Skipping the images, transcribe each record below as it is.

[[ Given records, beginning ]]

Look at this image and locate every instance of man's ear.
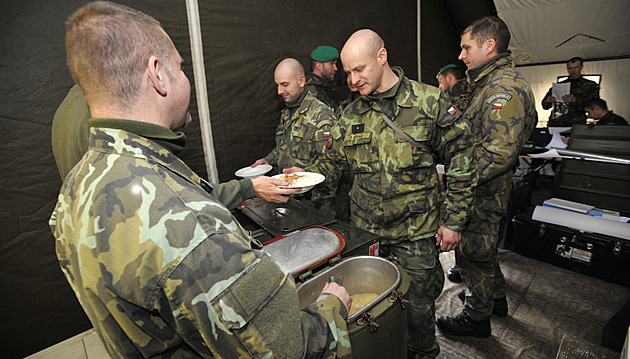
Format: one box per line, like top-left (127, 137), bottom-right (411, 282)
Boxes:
top-left (147, 55), bottom-right (167, 96)
top-left (376, 47), bottom-right (388, 65)
top-left (485, 38), bottom-right (496, 55)
top-left (298, 74), bottom-right (306, 88)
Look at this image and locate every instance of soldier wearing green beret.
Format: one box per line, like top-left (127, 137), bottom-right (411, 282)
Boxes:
top-left (306, 45), bottom-right (339, 109)
top-left (291, 29), bottom-right (478, 358)
top-left (437, 16), bottom-right (537, 338)
top-left (436, 64), bottom-right (470, 111)
top-left (51, 3), bottom-right (353, 358)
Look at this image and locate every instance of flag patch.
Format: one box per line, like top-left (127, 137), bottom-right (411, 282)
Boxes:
top-left (448, 106), bottom-right (457, 115)
top-left (492, 103), bottom-right (503, 110)
top-left (322, 131), bottom-right (331, 138)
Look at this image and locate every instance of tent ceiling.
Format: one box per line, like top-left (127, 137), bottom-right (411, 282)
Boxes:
top-left (495, 0), bottom-right (630, 64)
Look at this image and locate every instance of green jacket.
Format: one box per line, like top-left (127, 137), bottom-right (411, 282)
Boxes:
top-left (306, 73), bottom-right (337, 109)
top-left (265, 91), bottom-right (338, 201)
top-left (51, 83), bottom-right (90, 180)
top-left (50, 125), bottom-right (351, 359)
top-left (542, 76), bottom-right (599, 127)
top-left (446, 79), bottom-right (470, 111)
top-left (466, 53), bottom-right (538, 193)
top-left (464, 53), bottom-right (537, 234)
top-left (311, 67), bottom-right (477, 243)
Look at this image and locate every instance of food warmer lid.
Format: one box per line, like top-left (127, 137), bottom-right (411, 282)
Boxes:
top-left (262, 225), bottom-right (345, 275)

[[ Given records, end ]]

__Result of the task__.
Look at this image and locate every instance of man's ear.
Format: one box per line, like top-left (127, 137), bottom-right (411, 282)
Boxes:
top-left (147, 55), bottom-right (167, 96)
top-left (376, 47), bottom-right (388, 65)
top-left (485, 38), bottom-right (496, 55)
top-left (298, 74), bottom-right (306, 88)
Look at this image and locate every instance of soldier wearing green beret.
Format: one box per line, like top-left (127, 137), bottom-right (411, 282)
Boxes:
top-left (306, 45), bottom-right (339, 109)
top-left (291, 29), bottom-right (478, 358)
top-left (437, 16), bottom-right (537, 338)
top-left (436, 64), bottom-right (470, 111)
top-left (51, 3), bottom-right (353, 358)
Look at this image and locate every instance of flag patch.
Format: one box per line, like top-left (127, 137), bottom-right (411, 282)
Boxes:
top-left (448, 106), bottom-right (457, 115)
top-left (492, 103), bottom-right (503, 110)
top-left (322, 131), bottom-right (331, 138)
Look at this image and locate every instance of tent ceiling.
Format: one box per line, like top-left (127, 137), bottom-right (411, 282)
Boxes:
top-left (495, 0), bottom-right (630, 64)
Look at this image and locate every instance of green jacket.
Format: one box per line, like top-left (127, 137), bottom-right (411, 282)
Boxes:
top-left (306, 73), bottom-right (337, 109)
top-left (265, 91), bottom-right (338, 201)
top-left (51, 83), bottom-right (90, 180)
top-left (50, 125), bottom-right (351, 359)
top-left (542, 76), bottom-right (599, 127)
top-left (446, 79), bottom-right (470, 111)
top-left (466, 53), bottom-right (538, 193)
top-left (464, 53), bottom-right (537, 234)
top-left (311, 67), bottom-right (477, 243)
Look at this image and locate every instance of food warmer lid.
Format: one box per line, like top-left (127, 137), bottom-right (411, 282)
Boxes:
top-left (262, 225), bottom-right (345, 275)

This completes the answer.